(Records shown)
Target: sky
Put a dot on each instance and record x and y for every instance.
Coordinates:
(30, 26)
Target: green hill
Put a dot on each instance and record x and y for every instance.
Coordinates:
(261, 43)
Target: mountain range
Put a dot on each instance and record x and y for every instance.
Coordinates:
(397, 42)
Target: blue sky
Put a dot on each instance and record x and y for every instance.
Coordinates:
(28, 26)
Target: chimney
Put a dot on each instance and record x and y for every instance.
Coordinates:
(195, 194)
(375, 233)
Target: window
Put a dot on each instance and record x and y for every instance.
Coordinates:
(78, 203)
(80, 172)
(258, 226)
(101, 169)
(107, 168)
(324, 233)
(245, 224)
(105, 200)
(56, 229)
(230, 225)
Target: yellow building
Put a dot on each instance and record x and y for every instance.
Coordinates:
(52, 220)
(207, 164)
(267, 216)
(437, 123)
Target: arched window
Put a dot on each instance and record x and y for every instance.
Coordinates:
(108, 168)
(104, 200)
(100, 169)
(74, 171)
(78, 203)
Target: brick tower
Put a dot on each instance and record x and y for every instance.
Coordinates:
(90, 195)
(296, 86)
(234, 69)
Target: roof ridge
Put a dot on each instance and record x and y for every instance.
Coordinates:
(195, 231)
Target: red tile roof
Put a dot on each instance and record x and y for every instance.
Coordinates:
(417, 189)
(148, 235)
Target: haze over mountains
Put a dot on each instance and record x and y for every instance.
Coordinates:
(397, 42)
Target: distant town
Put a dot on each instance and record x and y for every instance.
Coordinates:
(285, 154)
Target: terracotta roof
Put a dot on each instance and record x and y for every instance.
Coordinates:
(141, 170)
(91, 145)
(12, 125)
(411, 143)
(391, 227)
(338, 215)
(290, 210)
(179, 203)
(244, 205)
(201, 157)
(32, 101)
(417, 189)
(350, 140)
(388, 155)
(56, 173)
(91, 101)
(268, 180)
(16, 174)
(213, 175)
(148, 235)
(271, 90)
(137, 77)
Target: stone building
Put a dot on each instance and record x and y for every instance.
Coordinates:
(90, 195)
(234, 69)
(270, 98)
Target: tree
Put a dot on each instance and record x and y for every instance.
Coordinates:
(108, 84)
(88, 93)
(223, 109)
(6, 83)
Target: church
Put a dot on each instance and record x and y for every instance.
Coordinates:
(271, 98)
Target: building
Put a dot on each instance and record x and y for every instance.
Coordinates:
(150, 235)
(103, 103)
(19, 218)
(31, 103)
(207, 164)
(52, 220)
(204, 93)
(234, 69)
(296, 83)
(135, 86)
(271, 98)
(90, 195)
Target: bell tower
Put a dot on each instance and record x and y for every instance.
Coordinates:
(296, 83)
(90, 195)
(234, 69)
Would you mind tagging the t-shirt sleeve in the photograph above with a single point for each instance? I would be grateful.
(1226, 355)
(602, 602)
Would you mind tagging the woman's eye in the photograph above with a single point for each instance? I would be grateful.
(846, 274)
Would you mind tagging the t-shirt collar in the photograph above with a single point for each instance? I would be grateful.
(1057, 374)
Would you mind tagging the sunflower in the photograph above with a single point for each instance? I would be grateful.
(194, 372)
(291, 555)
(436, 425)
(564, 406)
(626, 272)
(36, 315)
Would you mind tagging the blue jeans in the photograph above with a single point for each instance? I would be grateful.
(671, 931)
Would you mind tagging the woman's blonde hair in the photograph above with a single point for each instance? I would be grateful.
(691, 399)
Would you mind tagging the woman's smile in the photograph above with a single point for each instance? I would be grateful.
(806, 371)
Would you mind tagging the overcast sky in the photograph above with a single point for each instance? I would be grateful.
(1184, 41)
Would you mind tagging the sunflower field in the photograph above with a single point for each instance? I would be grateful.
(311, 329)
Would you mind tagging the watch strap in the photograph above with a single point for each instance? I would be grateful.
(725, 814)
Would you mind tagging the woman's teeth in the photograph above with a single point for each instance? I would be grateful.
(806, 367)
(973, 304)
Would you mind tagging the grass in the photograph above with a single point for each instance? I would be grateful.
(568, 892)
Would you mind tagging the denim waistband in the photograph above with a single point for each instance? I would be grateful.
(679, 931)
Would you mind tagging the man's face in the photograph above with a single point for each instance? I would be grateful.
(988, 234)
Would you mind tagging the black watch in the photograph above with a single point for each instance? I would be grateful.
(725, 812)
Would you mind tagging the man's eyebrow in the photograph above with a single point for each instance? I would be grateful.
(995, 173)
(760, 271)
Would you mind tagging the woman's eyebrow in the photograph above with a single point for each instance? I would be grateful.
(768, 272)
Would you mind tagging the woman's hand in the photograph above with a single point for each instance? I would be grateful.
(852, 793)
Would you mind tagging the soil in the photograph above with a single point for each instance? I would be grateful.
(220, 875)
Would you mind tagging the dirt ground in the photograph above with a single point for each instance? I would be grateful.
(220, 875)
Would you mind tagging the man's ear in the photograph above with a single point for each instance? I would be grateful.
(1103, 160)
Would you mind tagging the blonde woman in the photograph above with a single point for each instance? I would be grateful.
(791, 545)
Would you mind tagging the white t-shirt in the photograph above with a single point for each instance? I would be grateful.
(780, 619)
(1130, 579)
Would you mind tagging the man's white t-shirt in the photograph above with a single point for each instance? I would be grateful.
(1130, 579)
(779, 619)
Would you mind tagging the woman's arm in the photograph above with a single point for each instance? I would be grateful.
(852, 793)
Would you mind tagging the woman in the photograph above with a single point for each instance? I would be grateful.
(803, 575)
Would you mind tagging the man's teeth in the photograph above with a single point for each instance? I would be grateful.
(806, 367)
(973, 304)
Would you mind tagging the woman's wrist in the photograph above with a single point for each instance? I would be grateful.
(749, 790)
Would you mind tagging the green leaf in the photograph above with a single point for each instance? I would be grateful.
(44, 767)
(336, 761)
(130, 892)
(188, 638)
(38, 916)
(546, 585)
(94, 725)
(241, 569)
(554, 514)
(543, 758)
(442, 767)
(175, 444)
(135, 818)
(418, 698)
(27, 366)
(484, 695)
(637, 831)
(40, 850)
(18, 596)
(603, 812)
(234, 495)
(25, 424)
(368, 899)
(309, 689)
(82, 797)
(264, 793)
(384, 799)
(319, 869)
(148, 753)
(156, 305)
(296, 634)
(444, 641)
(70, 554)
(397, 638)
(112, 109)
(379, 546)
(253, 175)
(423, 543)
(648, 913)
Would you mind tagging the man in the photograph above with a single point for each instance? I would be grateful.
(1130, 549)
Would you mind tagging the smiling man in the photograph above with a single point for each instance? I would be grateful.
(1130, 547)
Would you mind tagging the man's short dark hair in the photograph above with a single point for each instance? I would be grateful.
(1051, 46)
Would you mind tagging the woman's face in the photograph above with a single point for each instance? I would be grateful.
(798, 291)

(Given instruction) Rewrite everything from the line containing "Would you mind tagging the woman in" down to the last of the entries, keeping every line as it stands except that each coordinate value gets 76 added to it.

(Output of the exercise)
Would you mind tagging the woman in the photograph above with a single point for each instance? I would be grateful.
(879, 651)
Would you mind tagging the man's teeth in the photograph above with a single point for each instance? I would be grateful.
(882, 443)
(1049, 380)
Would you mind tagging the woman's wrist in the photograph above with a single point for each instance? I would be grateful.
(825, 866)
Would you mind tagging the green leaf in the photograph above with a single point for each instance? I would be grateful.
(120, 843)
(412, 837)
(206, 968)
(264, 714)
(114, 992)
(622, 661)
(170, 801)
(317, 645)
(630, 590)
(619, 834)
(518, 843)
(251, 520)
(211, 894)
(494, 774)
(103, 442)
(560, 771)
(713, 907)
(116, 926)
(94, 672)
(679, 888)
(310, 571)
(101, 500)
(444, 975)
(385, 765)
(158, 873)
(340, 869)
(460, 875)
(395, 945)
(224, 829)
(232, 381)
(372, 710)
(520, 717)
(146, 630)
(473, 714)
(188, 185)
(455, 622)
(329, 251)
(499, 619)
(724, 989)
Would you mind tagging the man in the photograph above with a single point for each instance? I would be grateful.
(1206, 625)
Would you mind tagging the smiling man in the photograph above with a single point for each instance? I would be grateful.
(1206, 623)
Would you mind tagging the man's short dark hair in the photograph above with a single point for each instance? I would be grateful.
(1127, 122)
Would you mind tagging the woman's face in the photograph above with a single point for each instance? I would be grateful.
(874, 367)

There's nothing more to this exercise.